- **Exercise task**: Return the material below word for word, keeping every line unchanged and in its original order.

-- Start of Given entries --

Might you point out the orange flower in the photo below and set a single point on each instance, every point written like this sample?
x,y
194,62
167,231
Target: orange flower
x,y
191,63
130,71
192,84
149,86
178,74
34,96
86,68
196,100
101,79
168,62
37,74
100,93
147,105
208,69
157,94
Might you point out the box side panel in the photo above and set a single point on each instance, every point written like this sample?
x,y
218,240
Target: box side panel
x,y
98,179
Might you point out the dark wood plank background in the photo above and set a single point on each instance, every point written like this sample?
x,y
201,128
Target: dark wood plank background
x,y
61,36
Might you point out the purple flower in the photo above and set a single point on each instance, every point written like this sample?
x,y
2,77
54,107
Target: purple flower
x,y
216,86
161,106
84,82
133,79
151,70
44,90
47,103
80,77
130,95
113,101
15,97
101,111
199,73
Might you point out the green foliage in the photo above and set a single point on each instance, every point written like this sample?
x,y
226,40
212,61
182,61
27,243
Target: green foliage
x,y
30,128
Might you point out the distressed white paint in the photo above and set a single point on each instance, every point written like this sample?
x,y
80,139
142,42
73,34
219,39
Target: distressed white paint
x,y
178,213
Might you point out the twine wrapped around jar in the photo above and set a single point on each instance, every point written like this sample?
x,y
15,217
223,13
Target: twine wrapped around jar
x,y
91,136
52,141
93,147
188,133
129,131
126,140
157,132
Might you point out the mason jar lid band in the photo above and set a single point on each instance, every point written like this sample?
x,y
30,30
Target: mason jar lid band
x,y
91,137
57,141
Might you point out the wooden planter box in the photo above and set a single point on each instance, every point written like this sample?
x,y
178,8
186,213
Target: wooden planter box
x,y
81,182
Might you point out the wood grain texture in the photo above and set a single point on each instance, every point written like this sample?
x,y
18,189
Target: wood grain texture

-- End of Given entries --

- **Output below**:
Might you point out the orange flower in the photo below and set a single point on each instance, every point written like this sample?
x,y
194,62
167,231
Target: orange flower
x,y
191,63
130,71
192,84
149,86
178,74
34,96
86,68
196,100
101,79
168,62
37,74
100,93
147,105
208,69
157,94
Might you point out the box side panel in the photo above and set a single point on each instance, every point written like this sample?
x,y
218,240
Target: box side panel
x,y
98,179
Might you point out the dark wood plank background in the photo above and set a single point on each instance, every point written like this sample?
x,y
201,128
Target: dark wood plank background
x,y
61,36
Might you point out the purple flower in the photo above and set a single point on each instance, every point written like this sample?
x,y
2,77
54,107
Target: purple flower
x,y
216,86
161,106
84,82
133,79
151,70
44,90
47,103
80,77
130,95
113,101
15,97
101,111
199,73
Might you point out the green foliage in the photo above and set a single point on each instance, every point written like this sample?
x,y
226,40
212,61
182,61
27,243
Target: green foliage
x,y
30,128
Might you point out the distressed white paint in the photo above and set a single point on each instance, every point written like this sample?
x,y
80,139
142,42
73,34
219,39
Target: distressed white paint
x,y
178,213
Might you point out the twine wrapped around jar in the photo above and set a single point on each instance, every point written like this sample?
x,y
15,217
223,13
Target: twine wrapped around jar
x,y
91,136
52,141
93,147
188,133
129,131
126,140
157,132
Might you point out the mason jar lid band in the photo above and set a single point on each instance, every point written like this sample?
x,y
30,30
Target: mason jar lid band
x,y
91,137
57,141
Might you point out the wooden planter box in the photo above and set a single point on each instance, every point written like this sample?
x,y
178,8
186,213
Target: wooden planter box
x,y
81,182
Might you point out the wood grain texture in the photo above and set a single point on each instance, every point written like this sample?
x,y
18,189
Target: wood grain texture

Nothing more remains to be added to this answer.